Data for processing:
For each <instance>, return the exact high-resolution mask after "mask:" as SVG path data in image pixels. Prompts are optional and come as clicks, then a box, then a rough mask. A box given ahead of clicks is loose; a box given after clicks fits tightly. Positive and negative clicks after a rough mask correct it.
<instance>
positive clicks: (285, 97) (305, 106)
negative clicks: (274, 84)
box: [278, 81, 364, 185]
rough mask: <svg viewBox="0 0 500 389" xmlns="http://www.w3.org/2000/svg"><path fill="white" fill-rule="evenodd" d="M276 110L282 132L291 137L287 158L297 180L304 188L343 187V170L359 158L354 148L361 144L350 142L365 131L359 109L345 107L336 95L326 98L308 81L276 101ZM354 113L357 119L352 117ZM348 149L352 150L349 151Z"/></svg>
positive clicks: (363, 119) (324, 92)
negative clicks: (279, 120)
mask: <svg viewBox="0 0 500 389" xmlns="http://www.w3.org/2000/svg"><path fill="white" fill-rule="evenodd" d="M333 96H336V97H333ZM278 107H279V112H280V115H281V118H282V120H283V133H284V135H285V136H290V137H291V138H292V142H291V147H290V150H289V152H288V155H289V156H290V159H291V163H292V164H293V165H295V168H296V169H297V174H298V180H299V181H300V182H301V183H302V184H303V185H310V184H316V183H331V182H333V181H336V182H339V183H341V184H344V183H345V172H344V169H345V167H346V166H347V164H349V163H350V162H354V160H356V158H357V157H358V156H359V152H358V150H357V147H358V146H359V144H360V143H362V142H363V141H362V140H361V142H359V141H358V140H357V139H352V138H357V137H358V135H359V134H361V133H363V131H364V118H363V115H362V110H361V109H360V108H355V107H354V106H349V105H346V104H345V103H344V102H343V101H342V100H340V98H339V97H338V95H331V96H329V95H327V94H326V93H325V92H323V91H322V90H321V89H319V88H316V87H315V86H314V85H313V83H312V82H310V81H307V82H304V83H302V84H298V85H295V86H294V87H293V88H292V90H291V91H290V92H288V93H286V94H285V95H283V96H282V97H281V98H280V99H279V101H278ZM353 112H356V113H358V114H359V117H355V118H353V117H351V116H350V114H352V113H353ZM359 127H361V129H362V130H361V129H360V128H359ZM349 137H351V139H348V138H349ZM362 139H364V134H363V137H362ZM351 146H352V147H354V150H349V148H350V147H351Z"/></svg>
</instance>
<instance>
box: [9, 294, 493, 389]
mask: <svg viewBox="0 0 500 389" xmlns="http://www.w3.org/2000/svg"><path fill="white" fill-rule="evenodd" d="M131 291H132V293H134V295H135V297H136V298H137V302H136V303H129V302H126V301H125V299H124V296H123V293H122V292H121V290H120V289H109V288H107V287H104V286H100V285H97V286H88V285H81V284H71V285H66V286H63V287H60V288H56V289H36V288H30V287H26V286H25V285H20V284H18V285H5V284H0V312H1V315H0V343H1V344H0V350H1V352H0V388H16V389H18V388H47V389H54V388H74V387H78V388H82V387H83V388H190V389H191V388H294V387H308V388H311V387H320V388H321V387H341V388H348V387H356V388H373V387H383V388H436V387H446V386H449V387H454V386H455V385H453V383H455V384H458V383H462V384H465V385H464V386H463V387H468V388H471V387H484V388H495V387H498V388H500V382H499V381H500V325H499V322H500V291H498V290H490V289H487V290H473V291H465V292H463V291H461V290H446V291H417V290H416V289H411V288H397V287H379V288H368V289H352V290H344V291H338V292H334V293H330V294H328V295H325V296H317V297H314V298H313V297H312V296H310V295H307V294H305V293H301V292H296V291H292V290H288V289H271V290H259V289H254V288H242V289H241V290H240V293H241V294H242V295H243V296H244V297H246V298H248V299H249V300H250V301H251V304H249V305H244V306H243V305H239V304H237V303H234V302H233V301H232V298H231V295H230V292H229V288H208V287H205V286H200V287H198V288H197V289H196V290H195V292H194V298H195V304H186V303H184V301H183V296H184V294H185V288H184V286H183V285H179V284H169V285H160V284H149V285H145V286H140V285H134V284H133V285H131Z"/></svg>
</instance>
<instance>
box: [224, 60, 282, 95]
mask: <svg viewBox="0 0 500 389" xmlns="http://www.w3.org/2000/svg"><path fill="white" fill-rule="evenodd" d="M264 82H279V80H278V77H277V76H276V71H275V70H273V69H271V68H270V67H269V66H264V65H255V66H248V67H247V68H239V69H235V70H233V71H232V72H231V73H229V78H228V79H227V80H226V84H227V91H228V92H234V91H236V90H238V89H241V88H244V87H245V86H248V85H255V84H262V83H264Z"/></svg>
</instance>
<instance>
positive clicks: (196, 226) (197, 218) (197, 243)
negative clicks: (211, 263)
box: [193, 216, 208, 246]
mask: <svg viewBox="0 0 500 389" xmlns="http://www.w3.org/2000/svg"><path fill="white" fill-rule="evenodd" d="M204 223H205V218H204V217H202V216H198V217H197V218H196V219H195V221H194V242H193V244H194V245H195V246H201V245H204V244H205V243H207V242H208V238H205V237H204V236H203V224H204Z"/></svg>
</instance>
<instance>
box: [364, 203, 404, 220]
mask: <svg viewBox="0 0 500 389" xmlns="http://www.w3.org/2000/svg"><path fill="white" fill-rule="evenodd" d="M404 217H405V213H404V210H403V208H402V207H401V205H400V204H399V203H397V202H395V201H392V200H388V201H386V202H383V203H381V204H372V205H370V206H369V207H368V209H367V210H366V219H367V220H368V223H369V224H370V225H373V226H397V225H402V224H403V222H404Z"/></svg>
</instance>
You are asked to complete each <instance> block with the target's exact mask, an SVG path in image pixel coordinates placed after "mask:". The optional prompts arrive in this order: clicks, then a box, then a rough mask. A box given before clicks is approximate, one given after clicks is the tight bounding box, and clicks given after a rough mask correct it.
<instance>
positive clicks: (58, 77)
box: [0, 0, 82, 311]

About this task: Replace every occurrence of "rough mask" with "coarse mask" in all the lines above, and give the lines again with nothing else changed.

Solution to this exercise:
For each <instance>, return the exact high-resolution mask after "mask:" as SVG path data in image pixels. Prompts are optional and come as clicks, then a box, then a coarse mask. A box given ahead of clicks is loose; a box given after clicks fits tightly. Positive and negative clicks after a coarse mask correct it.
<instance>
positive clicks: (285, 97) (305, 106)
negative clicks: (274, 84)
box: [278, 81, 364, 185]
coarse mask: <svg viewBox="0 0 500 389" xmlns="http://www.w3.org/2000/svg"><path fill="white" fill-rule="evenodd" d="M276 110L282 132L291 137L287 158L297 180L304 188L343 187V170L359 158L354 148L361 144L350 142L365 131L359 109L345 107L336 95L326 98L308 81L276 101ZM354 113L357 119L352 117ZM348 149L352 150L349 151Z"/></svg>
positive clicks: (363, 119) (324, 92)
negative clicks: (279, 120)
mask: <svg viewBox="0 0 500 389" xmlns="http://www.w3.org/2000/svg"><path fill="white" fill-rule="evenodd" d="M333 96H336V97H333ZM278 107H279V112H280V115H281V118H282V120H283V133H284V135H285V136H290V137H291V138H292V142H291V147H290V150H289V152H288V155H289V156H290V159H291V163H292V164H293V165H295V168H296V169H297V174H298V180H299V181H300V182H301V183H302V184H303V185H310V184H316V183H331V182H333V181H336V182H339V183H341V184H344V183H345V172H344V169H345V167H346V166H347V164H349V163H350V162H354V160H356V158H357V157H358V156H359V152H358V150H357V147H358V146H359V144H360V143H362V142H363V141H362V140H361V142H359V141H358V140H357V139H352V138H357V137H358V135H359V134H361V133H363V131H364V118H363V115H362V110H361V109H360V108H355V107H354V106H349V105H346V104H345V103H344V102H343V101H342V100H340V98H339V97H338V95H331V96H329V95H327V94H326V93H325V92H323V91H322V90H321V89H319V88H316V87H315V86H314V85H313V83H312V82H310V81H307V82H304V83H302V84H298V85H295V86H294V87H293V88H292V90H291V91H290V92H288V93H286V94H285V95H283V96H282V97H281V98H280V99H279V101H278ZM353 112H356V113H358V114H359V117H355V118H353V117H351V116H350V114H352V113H353ZM359 127H361V129H362V130H361V129H360V128H359ZM349 137H351V139H348V138H349ZM362 139H364V134H363V137H362ZM351 146H352V147H354V150H349V148H350V147H351Z"/></svg>
</instance>
<instance>
box: [9, 294, 493, 389]
mask: <svg viewBox="0 0 500 389" xmlns="http://www.w3.org/2000/svg"><path fill="white" fill-rule="evenodd" d="M131 291H132V293H134V295H135V297H136V298H137V302H136V303H129V302H126V301H125V299H124V296H123V293H122V292H121V290H120V289H109V288H107V287H104V286H100V285H97V286H88V285H81V284H71V285H66V286H63V287H60V288H56V289H36V288H30V287H26V286H25V285H20V284H18V285H5V284H0V312H1V315H0V343H1V344H0V350H1V352H0V388H16V389H18V388H47V389H54V388H74V387H78V388H82V387H83V388H190V389H191V388H294V387H308V388H311V387H320V388H321V387H341V388H348V387H356V388H373V387H383V388H436V387H446V386H449V387H454V386H455V385H453V383H455V384H458V383H462V384H465V385H464V386H463V387H468V388H471V387H484V388H495V387H498V388H500V382H499V381H500V325H499V322H500V291H498V290H490V289H487V290H473V291H465V292H463V291H461V290H446V291H417V290H416V289H411V288H397V287H379V288H368V289H352V290H344V291H338V292H334V293H330V294H328V295H325V296H317V297H314V298H313V297H312V296H310V295H307V294H305V293H301V292H296V291H292V290H288V289H271V290H259V289H254V288H242V289H241V290H240V293H241V294H242V295H243V296H244V297H246V298H248V299H249V300H250V301H251V304H249V305H244V306H243V305H239V304H237V303H234V302H233V301H232V298H231V295H230V292H229V288H208V287H205V286H200V287H198V288H197V289H196V290H195V292H194V298H195V304H186V303H184V301H183V296H184V294H185V288H184V286H183V285H179V284H169V285H160V284H149V285H145V286H140V285H134V284H133V285H131Z"/></svg>
</instance>
<instance>
box: [224, 60, 282, 95]
mask: <svg viewBox="0 0 500 389" xmlns="http://www.w3.org/2000/svg"><path fill="white" fill-rule="evenodd" d="M264 82H279V80H278V77H277V76H276V71H275V70H273V69H271V68H270V67H269V66H264V65H255V66H248V67H247V68H239V69H235V70H233V71H232V72H231V73H229V78H228V79H227V80H226V84H227V91H228V92H234V91H236V90H238V89H241V88H244V87H245V86H248V85H255V84H262V83H264Z"/></svg>
</instance>
<instance>
positive clicks: (196, 226) (197, 218) (197, 243)
negative clicks: (211, 263)
box: [193, 216, 208, 246]
mask: <svg viewBox="0 0 500 389" xmlns="http://www.w3.org/2000/svg"><path fill="white" fill-rule="evenodd" d="M204 223H205V218H204V217H202V216H198V217H197V218H196V219H195V221H194V242H193V244H194V245H195V246H201V245H204V244H205V243H207V242H208V238H205V237H204V236H203V224H204Z"/></svg>
</instance>
<instance>
box: [364, 203, 404, 220]
mask: <svg viewBox="0 0 500 389" xmlns="http://www.w3.org/2000/svg"><path fill="white" fill-rule="evenodd" d="M404 217H405V213H404V210H403V208H402V207H401V205H400V204H399V203H397V202H395V201H392V200H388V201H386V202H383V203H381V204H372V205H370V206H369V207H368V209H367V210H366V219H367V220H368V223H369V224H370V225H373V226H397V225H402V224H403V222H404Z"/></svg>
</instance>
You are asked to complete each <instance> block with the target's exact mask, an SVG path in image pixel coordinates placed after "mask:". The optional prompts arrive in this order: clicks, then a box, then a coarse mask. A box given before clicks is approximate, one given after clicks is the tight bounding box, and clicks given after a coarse mask correct it.
<instance>
positive clicks: (58, 77)
box: [0, 0, 82, 311]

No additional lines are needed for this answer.